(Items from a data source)
━━━━
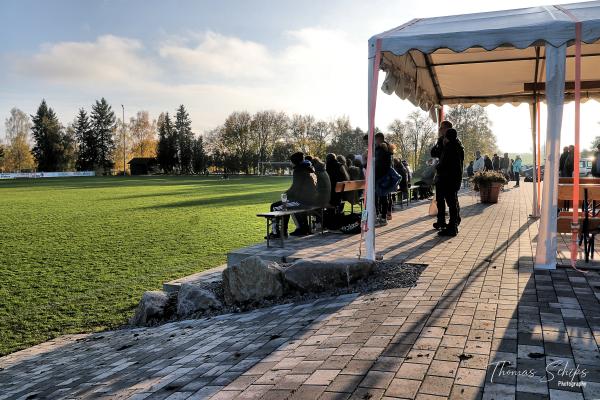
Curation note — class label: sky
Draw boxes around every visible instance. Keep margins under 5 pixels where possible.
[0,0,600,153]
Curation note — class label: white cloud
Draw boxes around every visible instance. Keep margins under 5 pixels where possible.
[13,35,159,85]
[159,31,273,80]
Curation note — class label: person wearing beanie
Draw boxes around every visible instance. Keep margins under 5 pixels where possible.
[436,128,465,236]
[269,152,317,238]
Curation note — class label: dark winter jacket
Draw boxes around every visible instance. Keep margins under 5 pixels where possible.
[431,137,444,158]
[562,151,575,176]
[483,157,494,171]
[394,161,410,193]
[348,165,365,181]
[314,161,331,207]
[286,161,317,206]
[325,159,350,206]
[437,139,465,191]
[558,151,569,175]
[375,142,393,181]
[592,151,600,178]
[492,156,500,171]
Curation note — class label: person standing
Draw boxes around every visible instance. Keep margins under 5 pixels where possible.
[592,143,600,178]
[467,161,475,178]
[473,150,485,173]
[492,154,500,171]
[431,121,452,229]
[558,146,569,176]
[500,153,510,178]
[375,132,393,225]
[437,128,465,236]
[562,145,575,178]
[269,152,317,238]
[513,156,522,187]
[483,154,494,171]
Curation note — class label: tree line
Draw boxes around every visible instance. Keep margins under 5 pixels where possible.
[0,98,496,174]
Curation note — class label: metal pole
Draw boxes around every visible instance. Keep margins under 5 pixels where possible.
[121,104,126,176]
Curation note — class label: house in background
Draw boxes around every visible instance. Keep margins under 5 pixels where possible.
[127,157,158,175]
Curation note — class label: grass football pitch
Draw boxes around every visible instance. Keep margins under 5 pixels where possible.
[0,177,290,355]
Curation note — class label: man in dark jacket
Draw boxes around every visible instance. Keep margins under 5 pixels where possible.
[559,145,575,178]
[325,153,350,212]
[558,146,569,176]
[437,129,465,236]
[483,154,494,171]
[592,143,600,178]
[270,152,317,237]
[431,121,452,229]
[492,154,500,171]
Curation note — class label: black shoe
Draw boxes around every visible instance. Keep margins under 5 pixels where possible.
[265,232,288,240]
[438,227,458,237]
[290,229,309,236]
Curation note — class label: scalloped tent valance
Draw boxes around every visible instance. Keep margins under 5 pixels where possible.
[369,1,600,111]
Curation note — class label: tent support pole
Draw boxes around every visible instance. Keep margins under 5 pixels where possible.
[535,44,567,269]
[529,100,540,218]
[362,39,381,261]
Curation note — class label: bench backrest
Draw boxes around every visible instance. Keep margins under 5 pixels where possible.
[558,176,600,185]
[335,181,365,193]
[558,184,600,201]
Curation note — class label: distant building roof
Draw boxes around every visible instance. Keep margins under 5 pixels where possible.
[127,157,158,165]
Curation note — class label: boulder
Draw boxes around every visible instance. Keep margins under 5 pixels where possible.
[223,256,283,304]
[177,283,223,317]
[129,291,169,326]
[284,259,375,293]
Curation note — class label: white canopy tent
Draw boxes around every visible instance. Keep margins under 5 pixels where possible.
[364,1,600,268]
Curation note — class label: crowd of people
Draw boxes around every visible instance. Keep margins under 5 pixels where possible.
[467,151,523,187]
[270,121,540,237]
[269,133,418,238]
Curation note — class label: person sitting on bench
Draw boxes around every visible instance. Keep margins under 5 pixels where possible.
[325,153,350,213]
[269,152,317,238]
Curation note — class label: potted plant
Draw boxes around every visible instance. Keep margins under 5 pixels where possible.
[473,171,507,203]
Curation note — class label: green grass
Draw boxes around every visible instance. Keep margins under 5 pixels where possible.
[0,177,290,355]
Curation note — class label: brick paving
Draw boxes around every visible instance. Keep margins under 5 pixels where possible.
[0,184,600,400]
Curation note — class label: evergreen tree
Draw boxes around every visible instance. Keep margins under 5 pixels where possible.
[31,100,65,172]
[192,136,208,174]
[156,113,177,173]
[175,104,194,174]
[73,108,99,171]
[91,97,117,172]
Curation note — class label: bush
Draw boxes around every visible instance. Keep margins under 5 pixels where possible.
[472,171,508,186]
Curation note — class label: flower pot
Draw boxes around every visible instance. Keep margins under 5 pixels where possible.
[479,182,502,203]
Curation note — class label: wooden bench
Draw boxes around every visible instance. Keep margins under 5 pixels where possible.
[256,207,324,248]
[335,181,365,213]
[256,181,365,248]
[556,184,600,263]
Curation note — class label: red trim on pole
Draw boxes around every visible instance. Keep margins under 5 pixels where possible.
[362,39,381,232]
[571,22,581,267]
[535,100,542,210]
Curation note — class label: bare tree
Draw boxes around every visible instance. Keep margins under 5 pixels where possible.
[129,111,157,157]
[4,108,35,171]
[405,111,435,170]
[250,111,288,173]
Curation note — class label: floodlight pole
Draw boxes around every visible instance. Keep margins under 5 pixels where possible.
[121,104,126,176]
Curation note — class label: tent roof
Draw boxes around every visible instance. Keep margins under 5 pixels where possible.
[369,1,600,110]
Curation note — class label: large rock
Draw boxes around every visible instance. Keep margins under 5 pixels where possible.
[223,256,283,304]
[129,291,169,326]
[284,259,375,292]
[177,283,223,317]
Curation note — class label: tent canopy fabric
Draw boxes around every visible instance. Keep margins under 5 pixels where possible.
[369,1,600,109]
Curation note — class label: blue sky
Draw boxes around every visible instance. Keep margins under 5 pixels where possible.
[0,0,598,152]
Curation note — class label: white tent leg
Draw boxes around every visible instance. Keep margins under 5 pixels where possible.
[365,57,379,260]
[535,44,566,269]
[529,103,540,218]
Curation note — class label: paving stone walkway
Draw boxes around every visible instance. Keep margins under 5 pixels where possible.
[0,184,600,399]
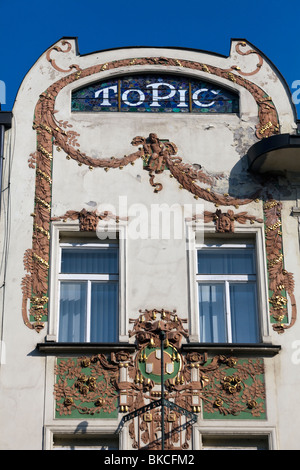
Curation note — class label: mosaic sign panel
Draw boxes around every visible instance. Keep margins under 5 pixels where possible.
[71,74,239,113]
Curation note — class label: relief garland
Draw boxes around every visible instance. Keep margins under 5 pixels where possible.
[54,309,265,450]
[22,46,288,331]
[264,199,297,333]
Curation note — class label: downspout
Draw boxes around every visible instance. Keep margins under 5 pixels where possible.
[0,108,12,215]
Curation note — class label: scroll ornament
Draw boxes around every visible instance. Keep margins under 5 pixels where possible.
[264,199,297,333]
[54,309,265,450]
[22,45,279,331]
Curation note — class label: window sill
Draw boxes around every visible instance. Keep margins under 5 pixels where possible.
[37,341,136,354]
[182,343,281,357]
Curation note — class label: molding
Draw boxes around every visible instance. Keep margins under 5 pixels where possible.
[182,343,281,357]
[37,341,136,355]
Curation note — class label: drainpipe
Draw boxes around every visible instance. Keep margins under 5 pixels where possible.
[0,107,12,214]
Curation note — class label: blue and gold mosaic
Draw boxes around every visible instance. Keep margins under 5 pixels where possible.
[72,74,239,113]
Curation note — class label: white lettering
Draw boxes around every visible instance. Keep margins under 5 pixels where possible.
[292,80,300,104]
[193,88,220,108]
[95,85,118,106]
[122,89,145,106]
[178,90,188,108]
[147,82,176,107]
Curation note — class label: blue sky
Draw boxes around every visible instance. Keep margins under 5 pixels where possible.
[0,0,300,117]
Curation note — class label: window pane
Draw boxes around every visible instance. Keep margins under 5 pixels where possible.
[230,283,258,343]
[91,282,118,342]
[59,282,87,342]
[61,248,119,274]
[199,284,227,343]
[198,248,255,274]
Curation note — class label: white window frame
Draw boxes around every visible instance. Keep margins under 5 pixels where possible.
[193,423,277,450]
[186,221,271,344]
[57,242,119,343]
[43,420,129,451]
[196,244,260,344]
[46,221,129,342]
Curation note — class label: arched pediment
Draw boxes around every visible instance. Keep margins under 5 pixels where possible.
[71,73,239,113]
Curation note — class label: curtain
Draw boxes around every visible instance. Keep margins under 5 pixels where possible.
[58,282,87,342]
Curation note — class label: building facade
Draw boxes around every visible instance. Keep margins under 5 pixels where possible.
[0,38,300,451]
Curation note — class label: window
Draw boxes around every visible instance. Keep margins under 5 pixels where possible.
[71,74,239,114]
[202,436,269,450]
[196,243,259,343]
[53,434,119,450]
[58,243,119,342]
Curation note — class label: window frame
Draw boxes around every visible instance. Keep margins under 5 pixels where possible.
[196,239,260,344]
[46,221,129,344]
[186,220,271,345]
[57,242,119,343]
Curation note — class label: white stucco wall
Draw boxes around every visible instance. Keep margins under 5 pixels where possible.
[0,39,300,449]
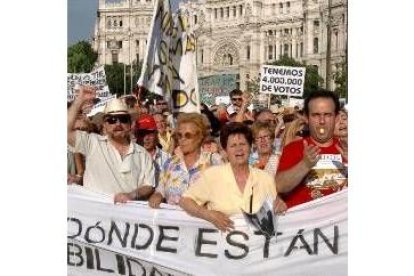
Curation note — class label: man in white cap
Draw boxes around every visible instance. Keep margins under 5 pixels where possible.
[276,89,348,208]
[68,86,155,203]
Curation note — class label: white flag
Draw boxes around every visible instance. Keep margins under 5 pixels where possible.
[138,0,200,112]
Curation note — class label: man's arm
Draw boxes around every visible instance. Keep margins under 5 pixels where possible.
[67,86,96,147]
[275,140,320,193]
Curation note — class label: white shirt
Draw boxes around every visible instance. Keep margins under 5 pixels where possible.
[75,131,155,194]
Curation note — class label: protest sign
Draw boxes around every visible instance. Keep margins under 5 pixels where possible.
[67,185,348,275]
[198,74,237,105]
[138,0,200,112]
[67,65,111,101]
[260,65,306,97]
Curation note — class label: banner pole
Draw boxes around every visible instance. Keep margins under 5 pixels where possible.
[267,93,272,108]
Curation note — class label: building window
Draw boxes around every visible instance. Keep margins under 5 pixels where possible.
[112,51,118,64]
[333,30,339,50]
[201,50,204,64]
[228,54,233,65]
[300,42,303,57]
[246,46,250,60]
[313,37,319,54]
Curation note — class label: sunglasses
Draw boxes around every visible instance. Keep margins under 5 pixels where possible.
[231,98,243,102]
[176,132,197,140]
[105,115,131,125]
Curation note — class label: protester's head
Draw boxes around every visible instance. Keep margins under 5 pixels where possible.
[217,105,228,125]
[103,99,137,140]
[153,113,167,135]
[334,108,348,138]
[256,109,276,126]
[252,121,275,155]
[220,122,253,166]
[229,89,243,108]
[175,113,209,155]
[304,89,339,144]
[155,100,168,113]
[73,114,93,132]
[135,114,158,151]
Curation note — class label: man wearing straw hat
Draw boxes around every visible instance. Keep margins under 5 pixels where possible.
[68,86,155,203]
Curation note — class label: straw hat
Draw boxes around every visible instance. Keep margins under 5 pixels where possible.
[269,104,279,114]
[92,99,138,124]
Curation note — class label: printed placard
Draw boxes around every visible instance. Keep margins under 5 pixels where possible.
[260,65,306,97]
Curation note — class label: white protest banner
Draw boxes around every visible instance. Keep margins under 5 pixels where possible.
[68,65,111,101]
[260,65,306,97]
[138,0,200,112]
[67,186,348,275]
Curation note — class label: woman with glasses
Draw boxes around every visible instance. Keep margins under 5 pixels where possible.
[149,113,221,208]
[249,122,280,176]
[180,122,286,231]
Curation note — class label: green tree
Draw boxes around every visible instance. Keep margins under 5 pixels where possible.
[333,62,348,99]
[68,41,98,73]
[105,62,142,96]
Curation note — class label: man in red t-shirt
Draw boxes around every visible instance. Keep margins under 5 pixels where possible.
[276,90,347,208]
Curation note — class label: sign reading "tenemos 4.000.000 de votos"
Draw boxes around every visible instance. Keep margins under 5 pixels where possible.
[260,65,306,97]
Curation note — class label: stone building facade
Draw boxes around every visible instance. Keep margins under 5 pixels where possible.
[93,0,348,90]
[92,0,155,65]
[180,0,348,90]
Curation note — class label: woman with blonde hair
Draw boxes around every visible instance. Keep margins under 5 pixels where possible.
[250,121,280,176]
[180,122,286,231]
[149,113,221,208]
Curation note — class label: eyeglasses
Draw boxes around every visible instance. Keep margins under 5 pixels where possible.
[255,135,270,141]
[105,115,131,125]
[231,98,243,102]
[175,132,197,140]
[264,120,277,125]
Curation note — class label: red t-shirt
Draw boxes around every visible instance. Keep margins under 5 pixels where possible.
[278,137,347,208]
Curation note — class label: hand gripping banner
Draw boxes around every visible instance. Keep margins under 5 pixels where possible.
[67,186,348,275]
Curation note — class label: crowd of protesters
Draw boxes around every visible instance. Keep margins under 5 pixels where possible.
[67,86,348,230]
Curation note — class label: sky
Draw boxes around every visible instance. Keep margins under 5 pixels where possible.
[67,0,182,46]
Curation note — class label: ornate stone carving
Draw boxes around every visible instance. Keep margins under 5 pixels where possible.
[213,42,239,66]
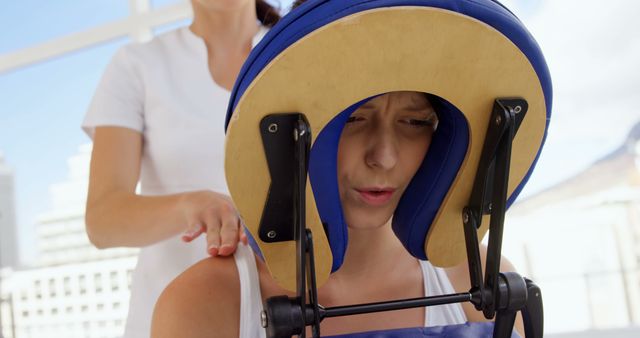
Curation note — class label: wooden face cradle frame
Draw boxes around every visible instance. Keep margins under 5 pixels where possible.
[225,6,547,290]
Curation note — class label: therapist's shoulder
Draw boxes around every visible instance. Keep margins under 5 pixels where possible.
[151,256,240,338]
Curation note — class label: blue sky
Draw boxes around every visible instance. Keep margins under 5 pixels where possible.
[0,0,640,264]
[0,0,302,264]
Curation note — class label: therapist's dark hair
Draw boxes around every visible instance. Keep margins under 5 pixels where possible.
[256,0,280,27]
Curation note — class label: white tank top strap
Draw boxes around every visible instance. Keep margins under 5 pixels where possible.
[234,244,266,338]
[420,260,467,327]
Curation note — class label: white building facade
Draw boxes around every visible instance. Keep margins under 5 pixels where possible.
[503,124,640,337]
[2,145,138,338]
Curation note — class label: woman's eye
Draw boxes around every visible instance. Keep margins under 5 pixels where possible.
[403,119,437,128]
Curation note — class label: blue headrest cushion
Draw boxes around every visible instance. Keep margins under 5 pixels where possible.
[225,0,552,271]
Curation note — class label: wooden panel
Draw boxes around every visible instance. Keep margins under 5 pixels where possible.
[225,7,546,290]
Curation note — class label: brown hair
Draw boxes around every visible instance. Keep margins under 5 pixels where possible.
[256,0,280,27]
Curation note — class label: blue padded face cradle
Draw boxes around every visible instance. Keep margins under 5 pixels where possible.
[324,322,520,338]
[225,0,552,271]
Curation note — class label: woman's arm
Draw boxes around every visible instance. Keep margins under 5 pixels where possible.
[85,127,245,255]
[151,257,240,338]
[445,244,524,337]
━━━━
Put the lines above into a Markdown table with the columns "Row" and "Line", starting at the first line and ending at the line containing "[0,0,600,153]", skipping blank lines. Leave the pictures out of the table.

_EXERCISE RESPONSE_
| Row | Line |
|---|---|
| 1 | Curation note — class label: sky |
| 2 | Draw boxes around every visible instance. Keep margins under 5 pixels where possible. |
| 3 | [0,0,600,153] |